- GIVEN PROBLEM 1 -
Reproduce the Somalia report starting with "Ten thousand residents" and going on through "the targeted subclans.", swapping "Doctors Without Borders" for "Médecins Sans Frontières".

- GIVEN PASSAGE -
"""
A massacre in Somalia by U.S.-backed Ethiopian forces has set off a political realignment against the Ethiopian invaders and the Somali government they installed last January.
Four days of attacks, beginning March 29, killed as many as 1,000 civilians in the capital of Mogadishu. The Ethiopians, backed by their allies in Somalia’s Transitional Federal Government (TFG), used tanks, helicopter gunships and artillery to demolish nearly four square miles of the city — neighborhoods housing Somali subclans that support militias opposed to the invasion.
Ten thousand residents fled during the attacks — on top of the 100,000 who had left since February. Doctors Without Borders reported Mogadishu’s largest outbreak of cholera in 15 years, and UN officials warned of a humanitarian catastrophe for the country’s internally displaced people, who now number half a million.
The TFG, whose leadership is skewed to favor Somalia’s northern Darod clan, was already splintering before this act of ethnic cleansing. But the slaughter sparked a key defection from the government — Hussein Aideed, a deputy prime minister who belongs to one of the targeted subclans.
Aideed made a joint statement against the occupation April 18 alongside Sharif Sheikh Ahmed, leader of the moderate wing of the Union of Islamic Courts (UIC) — the group ousted in January by Ethiopia’s invasion. Sharif Hassan Sheikh Aden, the former speaker of the TFG parliament, joined in the statement, which called for a common Somali front to force out the Ethiopians. Unlike Aideed, Aden was always opposed to the invasion and favored talks with the UIC moderates. For these reasons, TFG President Abdullahi Yusuf demoted him in January.
Hussein Aideed, a member of the Hawiye clan that dominates Mogadishu, is the son of Muhammad Farah Aideed — the bogeyman who haunted the U.S.-led UN occupation of Somalia from 1992 to 1994.
Educated in the U.S., Hussein entered Somalia in the 1990s as a Marine. He stayed to become a warlord, like his father, and got rich turning Somali acacia forests into charcoal for export. He posed as a U.S.-friendly powerbroker in a country that has lacked a central government since the 1991 fall of its U.S-backed dictator, Siad Barre.
After the attacks of September 11, 2001, Aideed became a CIA informant in the “war on terror” — and may be the responsible for making some of the currently unsubstantiated claims that the UIC harbored al-Qaeda kingpins. The charges of al-Qaeda infiltration were the propaganda cover for Ethiopia and their U.S. backers to install the TFG.
Amnesty International reports that more than 80 Somali men, women and children are still locked up without charge as “terror suspects” in secret jails in Ethiopia. They were captured by U.S.-trained Kenyan border security forces in January and February.
"""
- GIVEN PROBLEM 2 -
From the listing below, copy out each line that includes the string "misty".

- SUPPLIED MATERIAL -
"""
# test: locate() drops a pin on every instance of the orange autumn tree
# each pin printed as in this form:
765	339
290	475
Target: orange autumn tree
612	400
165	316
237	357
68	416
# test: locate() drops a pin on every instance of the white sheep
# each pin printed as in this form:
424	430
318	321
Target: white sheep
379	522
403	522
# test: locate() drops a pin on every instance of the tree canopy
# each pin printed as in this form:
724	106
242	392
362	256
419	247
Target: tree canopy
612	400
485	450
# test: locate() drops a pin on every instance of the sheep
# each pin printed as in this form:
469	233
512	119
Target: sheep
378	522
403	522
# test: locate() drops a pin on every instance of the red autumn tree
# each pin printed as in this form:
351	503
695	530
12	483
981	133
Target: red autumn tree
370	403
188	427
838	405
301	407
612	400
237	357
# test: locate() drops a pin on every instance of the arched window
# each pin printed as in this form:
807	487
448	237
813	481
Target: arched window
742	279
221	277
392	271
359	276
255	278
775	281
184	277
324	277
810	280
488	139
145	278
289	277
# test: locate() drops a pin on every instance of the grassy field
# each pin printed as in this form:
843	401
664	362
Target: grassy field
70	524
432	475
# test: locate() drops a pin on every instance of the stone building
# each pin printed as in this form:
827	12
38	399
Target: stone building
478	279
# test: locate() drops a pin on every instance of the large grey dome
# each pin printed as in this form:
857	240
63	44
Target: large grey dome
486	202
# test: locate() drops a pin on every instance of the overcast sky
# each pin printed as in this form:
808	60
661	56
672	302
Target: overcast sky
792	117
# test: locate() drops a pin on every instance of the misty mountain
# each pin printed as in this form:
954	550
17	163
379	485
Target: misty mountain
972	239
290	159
"""
- ANSWER 1 -
Ten thousand residents fled during the attacks — on top of the 100,000 who had left since February. Médecins Sans Frontières reported Mogadishu’s largest outbreak of cholera in 15 years, and UN officials warned of a humanitarian catastrophe for the country’s internally displaced people, who now number half a million.
The TFG, whose leadership is skewed to favor Somalia’s northern Darod clan, was already splintering before this act of ethnic cleansing. But the slaughter sparked a key defection from the government — Hussein Aideed, a deputy prime minister who belongs to one of the targeted subclans.

- ANSWER 2 -
# test: locate() drops a pin on every instance of the misty mountain
Target: misty mountain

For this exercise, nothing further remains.